▶ Records for the task:
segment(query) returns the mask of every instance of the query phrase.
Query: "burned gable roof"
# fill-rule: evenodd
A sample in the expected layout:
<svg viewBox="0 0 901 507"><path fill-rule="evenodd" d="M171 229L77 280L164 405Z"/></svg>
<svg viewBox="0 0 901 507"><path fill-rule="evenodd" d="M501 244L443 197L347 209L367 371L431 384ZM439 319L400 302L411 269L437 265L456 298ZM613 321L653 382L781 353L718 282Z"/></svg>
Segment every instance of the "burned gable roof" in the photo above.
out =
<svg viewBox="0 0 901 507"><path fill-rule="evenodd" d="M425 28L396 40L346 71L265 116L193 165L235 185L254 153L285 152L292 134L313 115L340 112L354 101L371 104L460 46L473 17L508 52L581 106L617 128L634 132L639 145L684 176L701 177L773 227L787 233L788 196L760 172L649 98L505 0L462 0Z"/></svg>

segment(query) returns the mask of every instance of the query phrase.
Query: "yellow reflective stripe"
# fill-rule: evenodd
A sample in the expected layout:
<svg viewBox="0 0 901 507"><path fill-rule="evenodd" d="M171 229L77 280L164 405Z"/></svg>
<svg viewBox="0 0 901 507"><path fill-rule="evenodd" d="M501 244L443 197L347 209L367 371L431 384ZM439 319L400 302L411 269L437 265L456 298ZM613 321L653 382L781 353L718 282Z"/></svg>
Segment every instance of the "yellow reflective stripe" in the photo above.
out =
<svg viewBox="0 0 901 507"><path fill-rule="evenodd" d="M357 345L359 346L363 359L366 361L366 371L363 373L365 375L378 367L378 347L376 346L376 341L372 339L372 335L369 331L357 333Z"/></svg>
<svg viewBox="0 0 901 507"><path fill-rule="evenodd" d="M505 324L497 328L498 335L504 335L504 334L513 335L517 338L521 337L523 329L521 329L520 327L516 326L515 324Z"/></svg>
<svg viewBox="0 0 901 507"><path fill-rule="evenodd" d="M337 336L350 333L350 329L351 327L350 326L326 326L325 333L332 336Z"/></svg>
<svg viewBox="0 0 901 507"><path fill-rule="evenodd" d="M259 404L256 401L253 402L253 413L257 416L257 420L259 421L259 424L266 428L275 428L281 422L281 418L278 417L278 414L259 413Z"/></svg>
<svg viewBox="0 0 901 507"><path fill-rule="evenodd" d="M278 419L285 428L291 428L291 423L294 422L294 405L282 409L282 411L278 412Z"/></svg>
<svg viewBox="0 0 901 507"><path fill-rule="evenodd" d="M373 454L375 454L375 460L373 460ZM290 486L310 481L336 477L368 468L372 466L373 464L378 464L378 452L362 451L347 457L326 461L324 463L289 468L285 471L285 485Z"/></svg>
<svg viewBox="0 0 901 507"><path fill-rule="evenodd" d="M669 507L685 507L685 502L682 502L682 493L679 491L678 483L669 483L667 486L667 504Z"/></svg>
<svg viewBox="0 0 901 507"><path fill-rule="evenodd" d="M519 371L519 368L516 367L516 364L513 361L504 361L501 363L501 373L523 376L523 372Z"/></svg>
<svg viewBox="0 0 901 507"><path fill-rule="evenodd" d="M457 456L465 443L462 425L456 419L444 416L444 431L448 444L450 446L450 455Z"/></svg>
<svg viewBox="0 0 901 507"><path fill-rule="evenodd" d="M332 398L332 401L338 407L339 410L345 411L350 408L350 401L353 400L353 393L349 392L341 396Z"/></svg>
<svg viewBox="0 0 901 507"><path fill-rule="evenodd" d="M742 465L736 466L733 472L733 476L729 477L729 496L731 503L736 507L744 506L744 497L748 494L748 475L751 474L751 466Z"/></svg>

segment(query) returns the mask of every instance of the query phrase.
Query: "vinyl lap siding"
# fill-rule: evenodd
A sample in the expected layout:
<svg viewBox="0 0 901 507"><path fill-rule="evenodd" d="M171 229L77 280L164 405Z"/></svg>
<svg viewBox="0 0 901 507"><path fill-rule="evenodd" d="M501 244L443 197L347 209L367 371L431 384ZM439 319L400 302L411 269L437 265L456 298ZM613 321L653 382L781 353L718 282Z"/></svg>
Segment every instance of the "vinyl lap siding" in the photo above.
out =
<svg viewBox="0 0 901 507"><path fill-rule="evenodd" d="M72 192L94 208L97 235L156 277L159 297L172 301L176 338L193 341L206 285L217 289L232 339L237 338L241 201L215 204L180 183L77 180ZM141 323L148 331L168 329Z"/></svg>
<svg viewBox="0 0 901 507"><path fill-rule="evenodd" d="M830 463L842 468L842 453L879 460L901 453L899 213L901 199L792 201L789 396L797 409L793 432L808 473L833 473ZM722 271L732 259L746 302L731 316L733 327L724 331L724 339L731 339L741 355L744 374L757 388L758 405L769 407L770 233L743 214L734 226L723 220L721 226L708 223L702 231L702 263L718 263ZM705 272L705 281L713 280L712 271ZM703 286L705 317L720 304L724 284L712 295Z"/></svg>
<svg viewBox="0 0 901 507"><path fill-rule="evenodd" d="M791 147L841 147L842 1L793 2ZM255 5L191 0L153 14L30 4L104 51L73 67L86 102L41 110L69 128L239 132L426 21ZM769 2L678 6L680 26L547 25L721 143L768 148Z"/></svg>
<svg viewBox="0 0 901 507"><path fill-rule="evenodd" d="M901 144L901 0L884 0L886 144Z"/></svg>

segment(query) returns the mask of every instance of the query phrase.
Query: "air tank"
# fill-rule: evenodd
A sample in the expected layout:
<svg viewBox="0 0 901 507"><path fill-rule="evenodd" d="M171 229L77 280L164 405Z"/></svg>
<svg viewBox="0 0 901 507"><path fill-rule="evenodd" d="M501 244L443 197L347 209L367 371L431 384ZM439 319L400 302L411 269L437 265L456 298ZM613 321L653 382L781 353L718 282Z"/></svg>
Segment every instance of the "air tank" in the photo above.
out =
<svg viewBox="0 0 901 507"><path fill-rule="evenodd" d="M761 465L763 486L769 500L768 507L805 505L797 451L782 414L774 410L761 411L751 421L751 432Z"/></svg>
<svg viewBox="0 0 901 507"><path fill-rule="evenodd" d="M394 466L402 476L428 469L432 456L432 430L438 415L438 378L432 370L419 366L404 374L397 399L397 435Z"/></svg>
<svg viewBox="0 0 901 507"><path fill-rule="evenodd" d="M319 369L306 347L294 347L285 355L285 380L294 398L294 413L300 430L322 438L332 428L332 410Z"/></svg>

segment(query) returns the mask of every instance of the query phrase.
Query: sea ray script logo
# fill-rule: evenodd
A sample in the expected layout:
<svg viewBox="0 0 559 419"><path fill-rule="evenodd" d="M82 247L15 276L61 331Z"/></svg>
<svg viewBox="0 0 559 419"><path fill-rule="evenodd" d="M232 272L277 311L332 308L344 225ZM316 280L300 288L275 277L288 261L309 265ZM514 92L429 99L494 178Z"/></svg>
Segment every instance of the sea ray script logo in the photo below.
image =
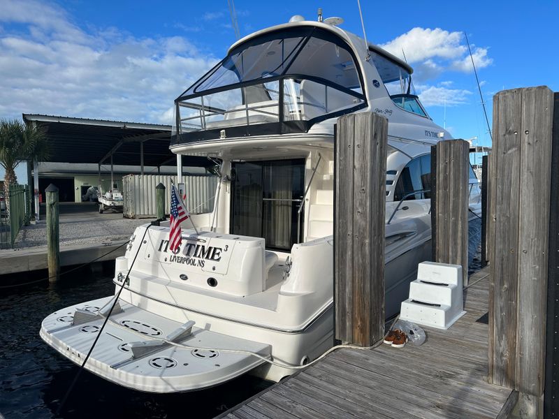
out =
<svg viewBox="0 0 559 419"><path fill-rule="evenodd" d="M169 262L177 262L191 266L199 266L200 267L204 267L205 260L212 260L214 262L221 260L222 252L223 251L223 249L221 247L205 246L204 244L189 243L188 242L182 248L184 250L184 252L181 252L181 248L178 248L175 253L170 252L168 249L169 241L163 240L159 243L159 248L157 251L171 253L172 254L169 257Z"/></svg>

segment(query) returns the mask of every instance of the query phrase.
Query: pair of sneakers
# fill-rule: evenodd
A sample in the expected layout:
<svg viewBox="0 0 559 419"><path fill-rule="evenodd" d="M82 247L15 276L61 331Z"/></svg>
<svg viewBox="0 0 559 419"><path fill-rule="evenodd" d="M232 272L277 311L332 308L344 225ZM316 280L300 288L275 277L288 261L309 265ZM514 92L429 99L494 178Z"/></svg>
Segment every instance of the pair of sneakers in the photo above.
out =
<svg viewBox="0 0 559 419"><path fill-rule="evenodd" d="M400 329L394 329L388 332L384 337L384 343L393 348L403 348L407 341L407 335L405 332Z"/></svg>

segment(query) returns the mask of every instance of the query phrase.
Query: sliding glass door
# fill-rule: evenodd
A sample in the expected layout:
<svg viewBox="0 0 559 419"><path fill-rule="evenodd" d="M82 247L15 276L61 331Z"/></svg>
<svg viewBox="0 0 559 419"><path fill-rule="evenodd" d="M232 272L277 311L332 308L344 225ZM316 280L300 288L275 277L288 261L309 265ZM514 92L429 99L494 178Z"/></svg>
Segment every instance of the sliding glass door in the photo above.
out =
<svg viewBox="0 0 559 419"><path fill-rule="evenodd" d="M233 163L231 234L289 250L303 229L305 159Z"/></svg>

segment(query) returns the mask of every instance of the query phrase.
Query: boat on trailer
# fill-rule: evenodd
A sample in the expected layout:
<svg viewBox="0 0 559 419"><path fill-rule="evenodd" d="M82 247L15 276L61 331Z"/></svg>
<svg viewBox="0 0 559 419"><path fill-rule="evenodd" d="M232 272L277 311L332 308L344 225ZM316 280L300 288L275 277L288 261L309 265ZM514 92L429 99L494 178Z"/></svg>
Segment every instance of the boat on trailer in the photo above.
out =
<svg viewBox="0 0 559 419"><path fill-rule="evenodd" d="M97 192L97 201L99 203L99 214L103 214L108 210L122 212L124 208L122 192L118 190L116 185L113 189L105 193L103 193L101 186L99 186L99 191Z"/></svg>
<svg viewBox="0 0 559 419"><path fill-rule="evenodd" d="M386 314L399 311L431 256L430 147L451 137L411 93L409 66L340 21L252 34L176 99L170 149L216 162L212 211L182 223L176 253L168 223L136 228L104 329L115 295L48 316L45 341L81 364L101 332L85 368L155 392L278 381L319 357L334 344L334 124L365 111L389 122Z"/></svg>

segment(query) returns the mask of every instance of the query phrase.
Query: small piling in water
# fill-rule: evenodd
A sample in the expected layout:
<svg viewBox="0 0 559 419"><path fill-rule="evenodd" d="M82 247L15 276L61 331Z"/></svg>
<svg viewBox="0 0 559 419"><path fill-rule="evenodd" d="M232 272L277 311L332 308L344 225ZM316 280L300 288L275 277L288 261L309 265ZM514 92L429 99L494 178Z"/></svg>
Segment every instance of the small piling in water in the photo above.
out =
<svg viewBox="0 0 559 419"><path fill-rule="evenodd" d="M52 184L45 189L47 196L47 260L49 282L58 281L60 274L58 188Z"/></svg>

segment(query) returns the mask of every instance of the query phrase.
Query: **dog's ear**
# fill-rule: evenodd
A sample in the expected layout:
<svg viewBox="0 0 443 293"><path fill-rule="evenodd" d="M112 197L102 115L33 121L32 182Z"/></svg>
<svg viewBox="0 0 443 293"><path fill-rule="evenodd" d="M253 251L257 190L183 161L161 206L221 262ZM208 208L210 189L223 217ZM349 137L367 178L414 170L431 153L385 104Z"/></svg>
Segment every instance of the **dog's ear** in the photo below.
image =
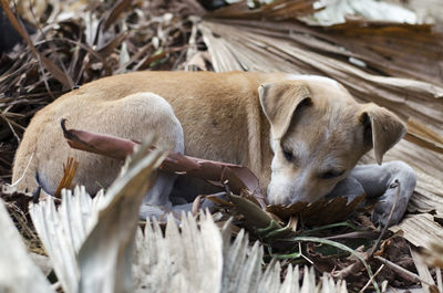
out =
<svg viewBox="0 0 443 293"><path fill-rule="evenodd" d="M395 114L373 103L363 105L359 121L364 126L364 144L373 147L375 160L381 165L383 155L399 143L406 127Z"/></svg>
<svg viewBox="0 0 443 293"><path fill-rule="evenodd" d="M262 84L258 95L274 139L286 134L298 106L312 104L308 87L289 81Z"/></svg>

▶ Set problem: State how many lines of the material contain the word "photo", treating uppercase and lowercase letters as distinct. Give only the number.

▶ Final result: 10